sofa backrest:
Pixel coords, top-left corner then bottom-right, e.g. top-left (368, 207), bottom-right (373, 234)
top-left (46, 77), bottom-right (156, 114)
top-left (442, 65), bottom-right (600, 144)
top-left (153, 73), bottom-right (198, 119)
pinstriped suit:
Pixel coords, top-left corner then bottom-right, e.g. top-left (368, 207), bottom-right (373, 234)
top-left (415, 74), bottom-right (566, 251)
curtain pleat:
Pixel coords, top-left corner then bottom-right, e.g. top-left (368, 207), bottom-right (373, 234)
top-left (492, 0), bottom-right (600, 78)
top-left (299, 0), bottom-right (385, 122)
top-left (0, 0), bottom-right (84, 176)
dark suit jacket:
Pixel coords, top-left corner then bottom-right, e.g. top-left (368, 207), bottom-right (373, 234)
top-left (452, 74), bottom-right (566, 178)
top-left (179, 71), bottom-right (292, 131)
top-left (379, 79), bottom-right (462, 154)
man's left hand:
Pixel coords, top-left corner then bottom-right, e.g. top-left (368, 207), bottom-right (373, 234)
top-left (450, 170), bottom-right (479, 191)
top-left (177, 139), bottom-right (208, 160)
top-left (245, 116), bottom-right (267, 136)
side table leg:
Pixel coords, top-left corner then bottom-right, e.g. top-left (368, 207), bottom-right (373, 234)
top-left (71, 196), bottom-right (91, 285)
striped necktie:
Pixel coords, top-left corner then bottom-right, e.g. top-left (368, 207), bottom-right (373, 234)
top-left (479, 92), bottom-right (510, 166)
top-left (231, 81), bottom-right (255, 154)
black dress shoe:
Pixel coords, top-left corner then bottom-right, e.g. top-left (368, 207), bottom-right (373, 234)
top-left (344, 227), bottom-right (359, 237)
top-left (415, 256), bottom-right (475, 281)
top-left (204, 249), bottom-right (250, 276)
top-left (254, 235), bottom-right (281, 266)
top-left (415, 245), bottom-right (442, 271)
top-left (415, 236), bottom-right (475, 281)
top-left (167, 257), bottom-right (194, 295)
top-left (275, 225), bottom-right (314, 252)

++++

(Problem) Reproduce all of the data above, line for line, with no changes.

(Completed exercise)
sofa backrest:
Pixel coords, top-left corner then bottom-right, e.g. top-left (368, 207), bottom-right (373, 234)
top-left (46, 77), bottom-right (156, 114)
top-left (442, 65), bottom-right (600, 144)
top-left (153, 73), bottom-right (198, 119)
pinstriped suit:
Pixel coords, top-left corner then bottom-right, e.g. top-left (368, 207), bottom-right (373, 234)
top-left (415, 74), bottom-right (566, 251)
curtain pleat:
Pixel coords, top-left corner then bottom-right, e.g. top-left (368, 207), bottom-right (373, 234)
top-left (492, 0), bottom-right (600, 78)
top-left (299, 0), bottom-right (385, 122)
top-left (0, 0), bottom-right (84, 176)
dark suit jacket:
Pixel coords, top-left corner then bottom-right, e.g. top-left (368, 207), bottom-right (373, 234)
top-left (452, 74), bottom-right (566, 178)
top-left (179, 71), bottom-right (292, 131)
top-left (379, 79), bottom-right (462, 154)
man's left hand:
Pixel coords, top-left corner then bottom-right, e.g. top-left (368, 207), bottom-right (373, 234)
top-left (450, 170), bottom-right (479, 191)
top-left (177, 139), bottom-right (208, 160)
top-left (245, 116), bottom-right (267, 136)
side table leg:
Pixel coords, top-left corner then bottom-right, e.g. top-left (368, 207), bottom-right (373, 234)
top-left (71, 196), bottom-right (91, 285)
striped necktie:
Pixel coords, top-left corner then bottom-right, e.g. top-left (368, 207), bottom-right (373, 234)
top-left (479, 92), bottom-right (510, 166)
top-left (231, 81), bottom-right (255, 154)
black dress shoe:
Pixel coords, top-left corner then bottom-right, e.g. top-left (368, 207), bottom-right (373, 234)
top-left (344, 227), bottom-right (359, 237)
top-left (415, 256), bottom-right (475, 281)
top-left (204, 249), bottom-right (250, 276)
top-left (254, 235), bottom-right (281, 266)
top-left (415, 245), bottom-right (442, 271)
top-left (415, 236), bottom-right (475, 281)
top-left (167, 257), bottom-right (194, 295)
top-left (275, 225), bottom-right (314, 252)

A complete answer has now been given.